• _SELECTED TEXT_
+---+

Black Church Print Studio : Unlimiting the Edition

12 – 30 January 2024
The Library Project, 4 Temple Bar, Dublin 2

Ailbhe Barrett / Maya Brezing / Niamh Flanagan / Margot Galvin / Des Kenny / Grace Ryan


Curated by Ria Czerniak-LeBov

Winner of Black Church Emerging Curator Award


Opening hours: Monday – Friday: 11 am – 6 pm, Saturday: 12 – 6 pm
Preview: Thursday 11 January 2024 from 6 – 8 pm

Black Church Print Studio is delighted to present Unlimiting the Edition, curated by Ria Czerniak-LeBov, recipient of BCPS Emerging Curator Award 2024. As contemporary print practices continue to expand beyond the boundaries of tradition, everything from the formal and material qualities of the medium, to the social and economic status of Print have become the subject of re-
evaluation. In the practices of Ailbhe Barrett, Maya Brezing, Niamh Flanagan, Margot Galvin, Des Kenny and Grace Ryan, it is the concept of the limited edition itself that is being expanded. Divorced from the rarity value system that governs the formal edition, the matrix’s potential to iterate and generate ad infinitum becomes an exciting prospect, one that allows these printmakers to build and fragment, collage and extract, tell stories and challenge existing narratives.


Across their practices, these artists explore a diverse range of themes and contemporary phenomena, in an equally diverse range of traditional techniques including etching, screenprint, paper-making and carborundum. What is visible throughout these works is a shared sensibility, one that acknowledges the complexities and contradictions of making art in unprecedented times. Climate crisis, gender identity, consumerism and the enduring, and all too human, search for a place to call home are thoughtfully and often, playfully explored through the hand-made, printed multiple. Unlike the definitive nature of the conventional print edition, these works embrace the speculative, iterative and exploratory potential of the medium, resulting in limitless configurations and re-imaginings. With its unparalleled capabilities for multiplication, printmaking offers a rich, process-driven vehicle with which to explore
the increasingly complicated times we live in.

+---+

• _DATA SECTION_
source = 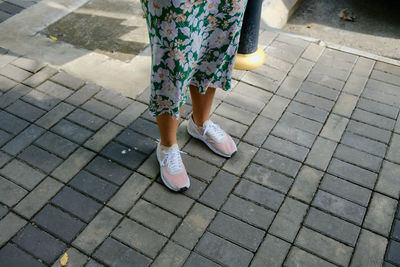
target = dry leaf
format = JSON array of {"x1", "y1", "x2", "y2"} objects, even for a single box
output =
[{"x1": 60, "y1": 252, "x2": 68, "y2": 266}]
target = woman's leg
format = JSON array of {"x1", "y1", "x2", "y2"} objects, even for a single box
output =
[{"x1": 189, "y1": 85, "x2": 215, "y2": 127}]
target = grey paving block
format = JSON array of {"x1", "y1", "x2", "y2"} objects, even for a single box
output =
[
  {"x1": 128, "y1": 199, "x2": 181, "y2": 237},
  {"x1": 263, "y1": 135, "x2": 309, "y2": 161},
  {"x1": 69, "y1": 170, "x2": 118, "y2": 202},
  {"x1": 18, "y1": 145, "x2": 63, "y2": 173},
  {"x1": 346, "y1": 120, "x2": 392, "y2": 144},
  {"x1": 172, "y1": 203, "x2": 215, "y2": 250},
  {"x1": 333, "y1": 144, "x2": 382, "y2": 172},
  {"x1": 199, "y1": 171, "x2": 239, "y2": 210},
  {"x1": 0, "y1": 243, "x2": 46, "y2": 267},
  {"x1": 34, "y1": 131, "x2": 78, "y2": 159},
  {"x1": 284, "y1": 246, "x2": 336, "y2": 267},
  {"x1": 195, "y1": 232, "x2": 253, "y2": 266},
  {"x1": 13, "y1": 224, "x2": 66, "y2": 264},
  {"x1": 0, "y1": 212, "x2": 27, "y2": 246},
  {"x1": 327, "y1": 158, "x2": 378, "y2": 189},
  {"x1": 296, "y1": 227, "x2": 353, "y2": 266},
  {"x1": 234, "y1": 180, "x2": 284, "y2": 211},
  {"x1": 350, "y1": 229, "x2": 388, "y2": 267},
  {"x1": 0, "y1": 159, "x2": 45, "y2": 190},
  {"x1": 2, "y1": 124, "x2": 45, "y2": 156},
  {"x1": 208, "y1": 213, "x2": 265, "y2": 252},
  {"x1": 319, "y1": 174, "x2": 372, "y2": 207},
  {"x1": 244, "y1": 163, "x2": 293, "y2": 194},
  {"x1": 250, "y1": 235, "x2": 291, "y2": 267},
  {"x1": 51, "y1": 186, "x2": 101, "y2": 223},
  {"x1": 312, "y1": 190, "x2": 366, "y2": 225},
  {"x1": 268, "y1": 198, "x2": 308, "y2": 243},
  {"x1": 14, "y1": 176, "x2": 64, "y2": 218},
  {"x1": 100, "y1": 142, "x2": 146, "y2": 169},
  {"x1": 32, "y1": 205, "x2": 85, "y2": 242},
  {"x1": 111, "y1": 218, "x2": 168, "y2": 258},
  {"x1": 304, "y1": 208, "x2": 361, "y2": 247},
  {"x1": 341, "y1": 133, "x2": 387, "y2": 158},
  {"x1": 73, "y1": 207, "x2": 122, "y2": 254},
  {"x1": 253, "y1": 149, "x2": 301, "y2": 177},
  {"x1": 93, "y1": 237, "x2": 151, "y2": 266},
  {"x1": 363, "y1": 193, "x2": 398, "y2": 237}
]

+---+

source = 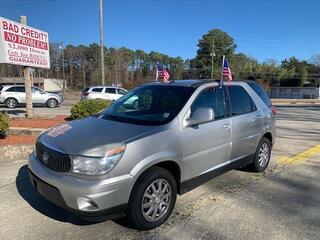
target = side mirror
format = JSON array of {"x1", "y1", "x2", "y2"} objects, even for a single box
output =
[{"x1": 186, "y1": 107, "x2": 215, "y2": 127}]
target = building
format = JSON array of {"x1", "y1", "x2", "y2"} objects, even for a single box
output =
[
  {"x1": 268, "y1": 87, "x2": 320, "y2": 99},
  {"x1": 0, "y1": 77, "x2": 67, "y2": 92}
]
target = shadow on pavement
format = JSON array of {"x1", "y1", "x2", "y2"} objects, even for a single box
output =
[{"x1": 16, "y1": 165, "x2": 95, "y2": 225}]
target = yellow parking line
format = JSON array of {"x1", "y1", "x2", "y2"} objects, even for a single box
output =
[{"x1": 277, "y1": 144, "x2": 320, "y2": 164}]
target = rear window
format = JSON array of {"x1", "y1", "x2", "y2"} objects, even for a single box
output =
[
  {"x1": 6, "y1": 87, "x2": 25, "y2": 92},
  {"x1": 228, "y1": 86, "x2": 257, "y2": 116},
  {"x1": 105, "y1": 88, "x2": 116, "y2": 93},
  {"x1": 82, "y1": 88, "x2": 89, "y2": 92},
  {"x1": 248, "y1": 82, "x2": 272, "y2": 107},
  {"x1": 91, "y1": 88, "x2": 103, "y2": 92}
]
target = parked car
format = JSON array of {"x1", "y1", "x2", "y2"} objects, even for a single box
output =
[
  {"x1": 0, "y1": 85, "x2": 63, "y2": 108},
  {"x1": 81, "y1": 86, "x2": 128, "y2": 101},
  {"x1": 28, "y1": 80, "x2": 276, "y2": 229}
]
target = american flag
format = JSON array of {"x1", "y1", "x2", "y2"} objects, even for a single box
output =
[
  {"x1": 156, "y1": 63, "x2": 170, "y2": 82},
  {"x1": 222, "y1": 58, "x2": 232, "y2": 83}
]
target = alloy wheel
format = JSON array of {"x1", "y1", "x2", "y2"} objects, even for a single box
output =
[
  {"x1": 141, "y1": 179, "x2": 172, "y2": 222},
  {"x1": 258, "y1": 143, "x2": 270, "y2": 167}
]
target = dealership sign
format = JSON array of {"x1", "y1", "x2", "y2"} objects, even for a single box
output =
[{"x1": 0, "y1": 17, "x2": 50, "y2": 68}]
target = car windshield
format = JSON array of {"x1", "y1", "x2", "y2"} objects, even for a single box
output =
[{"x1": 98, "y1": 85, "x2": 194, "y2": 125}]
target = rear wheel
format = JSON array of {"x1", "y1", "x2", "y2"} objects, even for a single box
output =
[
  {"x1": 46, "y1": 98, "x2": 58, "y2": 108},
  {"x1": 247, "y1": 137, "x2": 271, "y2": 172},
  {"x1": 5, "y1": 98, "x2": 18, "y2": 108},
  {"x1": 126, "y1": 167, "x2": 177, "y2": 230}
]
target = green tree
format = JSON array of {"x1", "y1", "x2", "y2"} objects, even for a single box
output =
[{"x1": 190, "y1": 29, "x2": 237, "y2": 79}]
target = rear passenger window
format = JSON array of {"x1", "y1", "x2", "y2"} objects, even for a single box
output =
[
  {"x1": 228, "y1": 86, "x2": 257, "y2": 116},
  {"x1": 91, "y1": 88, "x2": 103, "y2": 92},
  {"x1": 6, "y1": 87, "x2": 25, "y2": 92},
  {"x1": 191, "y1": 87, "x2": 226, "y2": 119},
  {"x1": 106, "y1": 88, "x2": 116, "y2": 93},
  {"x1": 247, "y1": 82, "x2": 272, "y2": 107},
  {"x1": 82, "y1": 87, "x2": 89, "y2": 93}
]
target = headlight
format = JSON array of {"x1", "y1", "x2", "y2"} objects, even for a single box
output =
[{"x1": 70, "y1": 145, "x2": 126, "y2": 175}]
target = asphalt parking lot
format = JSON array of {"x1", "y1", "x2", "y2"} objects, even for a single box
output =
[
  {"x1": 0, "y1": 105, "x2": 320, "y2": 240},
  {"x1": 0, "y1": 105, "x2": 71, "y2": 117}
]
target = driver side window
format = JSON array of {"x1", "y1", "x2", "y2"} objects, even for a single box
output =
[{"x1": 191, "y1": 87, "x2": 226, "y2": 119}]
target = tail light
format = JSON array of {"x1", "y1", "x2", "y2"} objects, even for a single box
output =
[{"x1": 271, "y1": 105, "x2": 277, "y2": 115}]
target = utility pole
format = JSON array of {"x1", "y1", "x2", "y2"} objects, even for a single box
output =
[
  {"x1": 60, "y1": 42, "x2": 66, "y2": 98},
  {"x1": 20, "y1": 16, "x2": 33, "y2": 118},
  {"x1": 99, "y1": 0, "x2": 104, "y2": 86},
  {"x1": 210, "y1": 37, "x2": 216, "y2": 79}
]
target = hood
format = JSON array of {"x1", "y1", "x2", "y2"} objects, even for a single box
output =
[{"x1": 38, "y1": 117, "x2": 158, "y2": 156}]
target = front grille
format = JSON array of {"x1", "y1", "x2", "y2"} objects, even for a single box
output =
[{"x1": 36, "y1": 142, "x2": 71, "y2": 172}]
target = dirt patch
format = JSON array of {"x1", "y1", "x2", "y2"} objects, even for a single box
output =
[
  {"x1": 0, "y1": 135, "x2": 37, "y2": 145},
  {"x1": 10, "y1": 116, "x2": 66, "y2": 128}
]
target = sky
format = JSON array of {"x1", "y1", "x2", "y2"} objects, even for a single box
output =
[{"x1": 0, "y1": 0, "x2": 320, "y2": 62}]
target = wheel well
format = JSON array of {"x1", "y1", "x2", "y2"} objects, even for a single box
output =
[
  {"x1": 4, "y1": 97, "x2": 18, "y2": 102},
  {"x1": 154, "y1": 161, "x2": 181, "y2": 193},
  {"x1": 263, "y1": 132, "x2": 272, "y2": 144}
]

+---+

• _REQUIRED ACTIONS_
(A) Repeat the exhibition text starting at "Black Church Print Studio is" and ending at "challenge existing narratives.", with "rarity" renamed "scarcity".
(B) Please extend the exhibition text beyond its last sentence.
The rows are separate material, unconnected to the exhibition text.

• _TASK-BY-TASK RESULTS_
(A)
Black Church Print Studio is delighted to present Unlimiting the Edition, curated by Ria Czerniak-LeBov, recipient of BCPS Emerging Curator Award 2024. As contemporary print practices continue to expand beyond the boundaries of tradition, everything from the formal and material qualities of the medium, to the social and economic status of Print have become the subject of re-
evaluation. In the practices of Ailbhe Barrett, Maya Brezing, Niamh Flanagan, Margot Galvin, Des Kenny and Grace Ryan, it is the concept of the limited edition itself that is being expanded. Divorced from the scarcity value system that governs the formal edition, the matrix’s potential to iterate and generate ad infinitum becomes an exciting prospect, one that allows these printmakers to build and fragment, collage and extract, tell stories and challenge existing narratives.

(B)
For over the past four decades, Black Church Print Studio has provided support for professional artists and practicing printmakers. It continually strives to maintain and develop contemporary printmaking in Ireland. Black Church Emerging Curator Award is now in its 5 th year. This Award is designed to provide a platform and support for emerging curatorial research and presentation. To date, this exhibition programme has shown a keen sense of innovation and experimentation with print and expanded print practice. The exhibition venue is the ground floor gallery, The Library Project, located under the Black Church Print Studio.

Curator Statement


Ria Czerniak-LeBov
My practice as both a curator and writer is rooted in printmaking, its position within the wider
contemporary visual landscape and the rarity value systems it so often conforms to. Print’s historical links
to early mass production, technology, craft and the democratisation of the Art image are unique to the
medium. Unlimiting the Edition is the culmination of an academic research project which focussed on the
widely accepted convention of limiting editions of hand-made, original fine art prints. In the wake of digital reproduction and online image saturation, the analogue, tactile and material processes embedded within printmaking have become sites of conceptual and technical exploration. Unlimiting the Edition features 6 printmakers, each of which engage with the printed multiple as medium. These practices complicate conventions, pushing Print beyond the limits of the edition.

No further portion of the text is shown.